RECORDS SHOWN below:

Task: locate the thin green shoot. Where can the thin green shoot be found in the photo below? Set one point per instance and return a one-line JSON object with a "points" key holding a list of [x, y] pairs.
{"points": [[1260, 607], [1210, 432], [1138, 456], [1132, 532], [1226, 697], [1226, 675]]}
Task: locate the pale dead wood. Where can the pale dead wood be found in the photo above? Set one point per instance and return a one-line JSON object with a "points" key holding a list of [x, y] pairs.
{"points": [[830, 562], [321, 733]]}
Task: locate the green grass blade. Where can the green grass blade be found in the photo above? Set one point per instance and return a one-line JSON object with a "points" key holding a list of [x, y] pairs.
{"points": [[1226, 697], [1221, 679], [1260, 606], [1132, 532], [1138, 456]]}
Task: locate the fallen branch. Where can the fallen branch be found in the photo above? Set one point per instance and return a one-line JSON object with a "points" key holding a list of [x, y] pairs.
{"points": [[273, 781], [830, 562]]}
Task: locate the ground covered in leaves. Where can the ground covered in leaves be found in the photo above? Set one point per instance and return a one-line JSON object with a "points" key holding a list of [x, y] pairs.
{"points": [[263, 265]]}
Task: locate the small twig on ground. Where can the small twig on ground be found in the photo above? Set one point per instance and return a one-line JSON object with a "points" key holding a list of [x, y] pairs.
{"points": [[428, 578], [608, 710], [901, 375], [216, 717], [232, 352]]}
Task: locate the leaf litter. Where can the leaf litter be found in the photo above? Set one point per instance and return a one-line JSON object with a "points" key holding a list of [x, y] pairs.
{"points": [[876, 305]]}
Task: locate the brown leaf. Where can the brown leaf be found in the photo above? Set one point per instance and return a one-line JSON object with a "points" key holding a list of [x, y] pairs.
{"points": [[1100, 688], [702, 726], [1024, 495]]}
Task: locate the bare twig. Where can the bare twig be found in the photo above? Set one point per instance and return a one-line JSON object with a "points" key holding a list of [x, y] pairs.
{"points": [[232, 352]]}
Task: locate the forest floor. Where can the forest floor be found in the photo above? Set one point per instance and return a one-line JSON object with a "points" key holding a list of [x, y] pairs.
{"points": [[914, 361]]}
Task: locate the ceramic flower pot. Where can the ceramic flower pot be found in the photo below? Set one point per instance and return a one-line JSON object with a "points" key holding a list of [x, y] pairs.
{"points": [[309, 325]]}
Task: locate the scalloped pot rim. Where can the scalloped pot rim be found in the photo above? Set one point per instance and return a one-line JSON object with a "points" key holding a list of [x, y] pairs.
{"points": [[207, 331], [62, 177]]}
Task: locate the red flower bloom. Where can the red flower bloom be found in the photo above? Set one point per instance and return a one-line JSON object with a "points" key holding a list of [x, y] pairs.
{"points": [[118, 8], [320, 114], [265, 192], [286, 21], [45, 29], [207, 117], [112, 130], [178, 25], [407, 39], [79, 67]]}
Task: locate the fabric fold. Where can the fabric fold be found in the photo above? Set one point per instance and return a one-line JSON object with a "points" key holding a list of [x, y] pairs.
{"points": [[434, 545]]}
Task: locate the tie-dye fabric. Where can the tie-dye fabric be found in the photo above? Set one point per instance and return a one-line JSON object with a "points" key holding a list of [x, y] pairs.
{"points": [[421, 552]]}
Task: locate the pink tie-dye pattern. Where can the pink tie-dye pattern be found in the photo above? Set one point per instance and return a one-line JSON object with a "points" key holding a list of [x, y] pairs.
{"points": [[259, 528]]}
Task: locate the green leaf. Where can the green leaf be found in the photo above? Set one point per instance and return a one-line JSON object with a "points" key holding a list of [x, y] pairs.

End of RECORDS SHOWN.

All the records above need to be printed exactly.

Task: locate the thin green shoot. Where can the thin green shoot be found in the photo below? Set one point per instance and return a one-line JSON object with a "points" key holding a list of [x, y] pairs.
{"points": [[1260, 607], [1210, 432], [1138, 456], [1132, 532], [1226, 697], [1226, 675]]}
Task: locate the pale dead wood. Where can the pale dead wood be found in the photo above? Set one point per instance and return a one-line JSON object with a "points" key holding a list of [x, y] pairs.
{"points": [[830, 562], [321, 733]]}
Task: locate the green grass blade. Where can the green grass blade be found in the photo above? Set one point per instance and return a one-line JSON object with a "points" key holding a list of [x, y] pairs.
{"points": [[1226, 697], [1221, 679], [1260, 606], [1132, 532], [1138, 456]]}
Task: locate the fallen branch. Where can the fallen branch be found in the photo above? Set one point per instance and return a one-line JSON object with a "points" key holding a list of [x, y] pairs.
{"points": [[273, 781], [830, 562]]}
Task: locate the ground covered in leaves. Where can the ground covered in leaves be found in the photo above? Set one point per instance and return a one-line JSON object with a "points" key holding a list of [x, y] pairs.
{"points": [[263, 265]]}
Task: locate the small twig on ground. Where can the small twig on ground be found in the photo above? Set one point per instance and return a one-line JSON object with a "points" key holding a list of [x, y] pairs.
{"points": [[428, 578], [608, 710], [901, 375], [216, 717], [232, 352]]}
Task: locate the leaf litter. Where can the leaf litter be found in the photo above? Set one point per instance and return a one-line JSON object with a "points" key holding a list of [x, y] pairs.
{"points": [[876, 305]]}
Task: locate the brown leaf. Where can the brown leaf be found in the photo above? Set one point per instance and return a one-line JSON object with a "points" key holding a list of [x, y] pairs.
{"points": [[1100, 688], [702, 726], [1024, 495]]}
Task: locate the bare twig. Where can the bare twig be found in the photo above? Set one point per instance and return a one-line JSON object with a "points" key holding a list of [x, y] pairs.
{"points": [[232, 352]]}
Task: locate the forest floor. Where can the forest floor be found in the photo above? Set one point per instance and return a one-line JSON object with a "points" key holding a list of [x, y] pairs.
{"points": [[914, 361]]}
Task: locate the ceramic flower pot. Where can the ceramic flower pot be found in the photo below? Set one point per instance and return a one-line JSON object with a "points" key holding a list of [x, y] pairs.
{"points": [[309, 325]]}
Task: locate the scalloped pot rim. Where can the scalloped pot rim be found in the photo above? Set one point per instance and return a one-line JSON object with a "points" key holding a list of [x, y] pairs.
{"points": [[207, 331], [62, 177]]}
Task: locate the red flower bloom. Where can the red flower bloom be found in the photo above? Set one point per instance and return a one-line JSON object with a "points" key holding a list of [x, y] pairs.
{"points": [[118, 8], [320, 114], [265, 192], [286, 21], [45, 29], [207, 117], [112, 130], [178, 25], [407, 39], [79, 67]]}
Task: locate the fabric fold. Where can the fabric fold be found in the photo above? Set one point per instance and return a one-line JSON object with a "points" key holding a list of [x, y] pairs.
{"points": [[434, 545]]}
Task: locate the tie-dye fabric. Where can the tie-dye fabric be found in the photo above? Set one point per instance and return a one-line JSON object with a "points" key holding a list of [x, y] pairs.
{"points": [[421, 552]]}
Task: locate the pink tie-dye pattern. Where can the pink tie-dye pattern be found in the photo above? Set one point per instance and return a one-line JSON object with a "points" key holding a list of [x, y] pairs.
{"points": [[259, 528]]}
Task: locate the green leaf. Where can the green leaf be found in the photo above? Set one point per instance and return a one-line JSON object with a "points" key holding a list of [x, y] pairs.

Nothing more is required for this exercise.